Your goal:
Repeat word for word the lines from the top of the records through the line containing "Target: black flag with logo", and skip the pictures.

Entries shown:
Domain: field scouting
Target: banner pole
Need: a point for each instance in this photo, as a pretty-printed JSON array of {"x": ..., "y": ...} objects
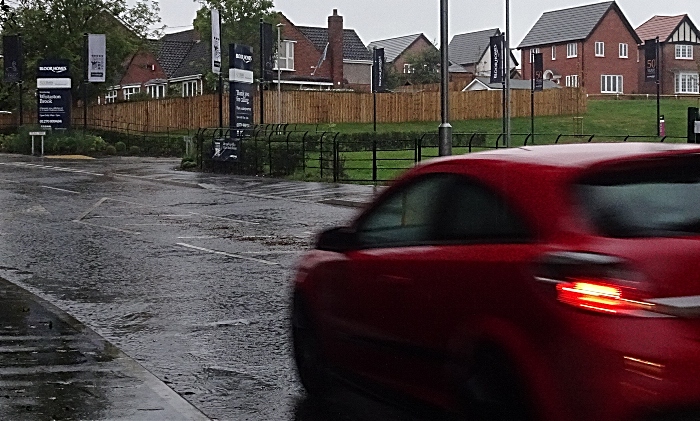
[
  {"x": 85, "y": 79},
  {"x": 532, "y": 94},
  {"x": 262, "y": 73},
  {"x": 658, "y": 92}
]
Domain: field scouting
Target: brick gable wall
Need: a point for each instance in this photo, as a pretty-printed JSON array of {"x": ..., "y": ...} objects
[
  {"x": 420, "y": 44},
  {"x": 306, "y": 55},
  {"x": 611, "y": 31},
  {"x": 669, "y": 67}
]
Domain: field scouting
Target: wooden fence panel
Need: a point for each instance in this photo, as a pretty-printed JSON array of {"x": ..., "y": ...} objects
[{"x": 323, "y": 107}]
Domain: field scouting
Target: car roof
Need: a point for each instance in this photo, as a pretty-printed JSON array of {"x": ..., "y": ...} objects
[{"x": 579, "y": 155}]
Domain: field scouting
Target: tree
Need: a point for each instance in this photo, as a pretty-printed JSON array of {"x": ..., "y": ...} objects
[
  {"x": 425, "y": 68},
  {"x": 56, "y": 28},
  {"x": 240, "y": 23}
]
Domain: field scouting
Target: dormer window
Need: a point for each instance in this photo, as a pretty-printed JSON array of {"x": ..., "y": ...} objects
[
  {"x": 285, "y": 58},
  {"x": 684, "y": 52}
]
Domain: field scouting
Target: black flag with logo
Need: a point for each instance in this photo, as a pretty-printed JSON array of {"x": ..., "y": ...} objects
[
  {"x": 268, "y": 52},
  {"x": 378, "y": 76},
  {"x": 651, "y": 72},
  {"x": 12, "y": 50},
  {"x": 538, "y": 69},
  {"x": 496, "y": 44}
]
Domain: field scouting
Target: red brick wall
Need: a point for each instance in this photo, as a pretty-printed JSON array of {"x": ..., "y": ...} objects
[
  {"x": 139, "y": 70},
  {"x": 335, "y": 48},
  {"x": 669, "y": 65},
  {"x": 612, "y": 31},
  {"x": 416, "y": 47},
  {"x": 306, "y": 56}
]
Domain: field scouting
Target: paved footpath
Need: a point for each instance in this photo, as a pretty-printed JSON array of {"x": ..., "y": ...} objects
[{"x": 54, "y": 368}]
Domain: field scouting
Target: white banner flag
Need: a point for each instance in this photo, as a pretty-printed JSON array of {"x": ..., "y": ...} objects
[
  {"x": 215, "y": 42},
  {"x": 97, "y": 58}
]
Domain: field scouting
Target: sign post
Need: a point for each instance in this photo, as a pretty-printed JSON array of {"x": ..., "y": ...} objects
[
  {"x": 240, "y": 103},
  {"x": 537, "y": 84},
  {"x": 651, "y": 74},
  {"x": 53, "y": 94},
  {"x": 216, "y": 58}
]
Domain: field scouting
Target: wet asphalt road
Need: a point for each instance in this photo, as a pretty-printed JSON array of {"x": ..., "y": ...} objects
[{"x": 188, "y": 275}]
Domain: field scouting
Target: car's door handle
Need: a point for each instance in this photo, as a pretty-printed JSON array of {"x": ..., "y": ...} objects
[{"x": 393, "y": 279}]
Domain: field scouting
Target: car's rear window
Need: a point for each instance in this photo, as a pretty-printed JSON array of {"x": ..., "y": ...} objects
[{"x": 651, "y": 198}]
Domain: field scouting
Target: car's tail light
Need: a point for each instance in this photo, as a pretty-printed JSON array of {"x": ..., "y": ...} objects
[
  {"x": 606, "y": 284},
  {"x": 596, "y": 282},
  {"x": 602, "y": 297}
]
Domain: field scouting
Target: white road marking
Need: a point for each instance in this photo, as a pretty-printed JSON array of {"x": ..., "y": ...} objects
[
  {"x": 223, "y": 253},
  {"x": 106, "y": 227},
  {"x": 224, "y": 218},
  {"x": 63, "y": 190}
]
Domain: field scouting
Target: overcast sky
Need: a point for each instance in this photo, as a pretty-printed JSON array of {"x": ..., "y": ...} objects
[{"x": 379, "y": 19}]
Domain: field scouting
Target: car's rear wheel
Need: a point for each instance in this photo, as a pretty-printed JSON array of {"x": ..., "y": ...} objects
[
  {"x": 492, "y": 389},
  {"x": 311, "y": 366}
]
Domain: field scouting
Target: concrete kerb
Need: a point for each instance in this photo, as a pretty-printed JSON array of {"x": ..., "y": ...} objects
[{"x": 166, "y": 396}]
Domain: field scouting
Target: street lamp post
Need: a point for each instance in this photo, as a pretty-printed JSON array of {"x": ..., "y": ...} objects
[
  {"x": 507, "y": 73},
  {"x": 445, "y": 129}
]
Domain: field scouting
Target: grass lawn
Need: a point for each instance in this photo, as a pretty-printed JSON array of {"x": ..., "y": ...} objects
[
  {"x": 606, "y": 120},
  {"x": 604, "y": 117}
]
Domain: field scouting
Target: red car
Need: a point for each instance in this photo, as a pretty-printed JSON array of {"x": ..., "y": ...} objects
[{"x": 539, "y": 283}]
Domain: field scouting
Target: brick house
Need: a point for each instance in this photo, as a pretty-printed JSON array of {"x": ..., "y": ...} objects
[
  {"x": 679, "y": 55},
  {"x": 472, "y": 51},
  {"x": 323, "y": 58},
  {"x": 398, "y": 50},
  {"x": 592, "y": 46},
  {"x": 176, "y": 62}
]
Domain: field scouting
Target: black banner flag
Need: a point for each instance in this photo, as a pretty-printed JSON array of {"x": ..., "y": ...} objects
[
  {"x": 378, "y": 75},
  {"x": 651, "y": 62},
  {"x": 12, "y": 51},
  {"x": 496, "y": 44}
]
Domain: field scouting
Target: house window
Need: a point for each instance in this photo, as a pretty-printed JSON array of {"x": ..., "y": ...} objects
[
  {"x": 111, "y": 96},
  {"x": 572, "y": 81},
  {"x": 611, "y": 84},
  {"x": 190, "y": 88},
  {"x": 599, "y": 49},
  {"x": 687, "y": 83},
  {"x": 285, "y": 58},
  {"x": 684, "y": 52},
  {"x": 156, "y": 91},
  {"x": 128, "y": 92},
  {"x": 624, "y": 50}
]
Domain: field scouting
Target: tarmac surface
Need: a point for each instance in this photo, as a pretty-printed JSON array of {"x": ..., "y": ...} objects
[
  {"x": 118, "y": 243},
  {"x": 52, "y": 367}
]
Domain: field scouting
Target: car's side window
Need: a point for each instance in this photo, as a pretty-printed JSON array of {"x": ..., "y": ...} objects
[
  {"x": 473, "y": 213},
  {"x": 407, "y": 217}
]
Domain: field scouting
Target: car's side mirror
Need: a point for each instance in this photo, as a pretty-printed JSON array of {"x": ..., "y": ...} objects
[{"x": 339, "y": 239}]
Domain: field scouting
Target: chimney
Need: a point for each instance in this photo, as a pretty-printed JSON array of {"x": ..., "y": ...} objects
[{"x": 335, "y": 48}]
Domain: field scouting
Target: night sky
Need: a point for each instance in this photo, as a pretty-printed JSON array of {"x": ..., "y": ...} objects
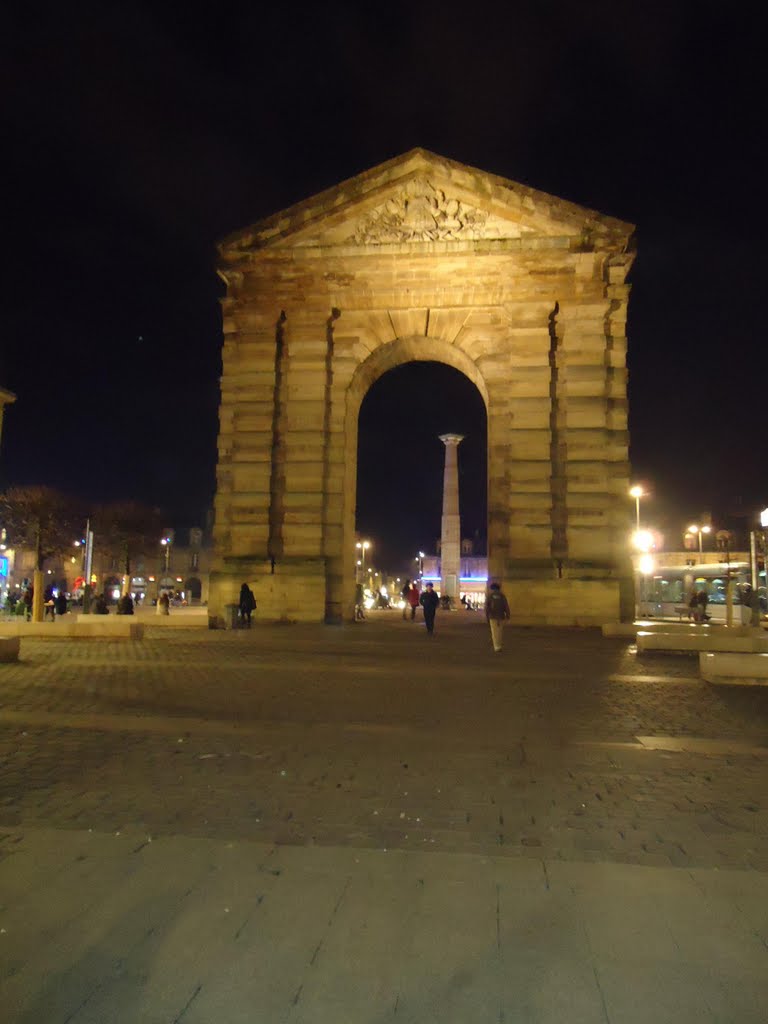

Problem solution:
Domain: field scouting
Target: banner pole
Need: a point for each instance in this photo, as a pretty-printed JSON array of {"x": ..., "y": ...} objects
[
  {"x": 85, "y": 79},
  {"x": 532, "y": 94},
  {"x": 262, "y": 73},
  {"x": 658, "y": 92}
]
Domain: field scouting
Target: brick gable wall
Need: a point for each instance in this photo, as a pretty-printed JSON array of {"x": ..., "y": ...} objects
[
  {"x": 420, "y": 44},
  {"x": 306, "y": 55},
  {"x": 611, "y": 31},
  {"x": 669, "y": 67}
]
Domain: field scouting
Target: wooden fence panel
Need: a point for each instance in this photo, as a pretty-printed JSON array of {"x": ..., "y": ...} objects
[{"x": 323, "y": 107}]
Domain: field scouting
Target: car roof
Need: a point for each instance in this photo, as a pretty-printed JSON array of {"x": ..., "y": ...} objects
[{"x": 579, "y": 155}]
Domain: field scouting
Target: tree
Need: a point for each instance in this photo, as a pretty-printed JSON array of {"x": ..., "y": ...} objects
[
  {"x": 425, "y": 68},
  {"x": 56, "y": 28},
  {"x": 240, "y": 23}
]
Domain: field scouting
Target: dormer window
Need: a point for each instance in this photo, as a pretty-printed JSON array of {"x": ..., "y": ...} objects
[
  {"x": 285, "y": 58},
  {"x": 684, "y": 52}
]
Domain: field scouting
Target: black flag with logo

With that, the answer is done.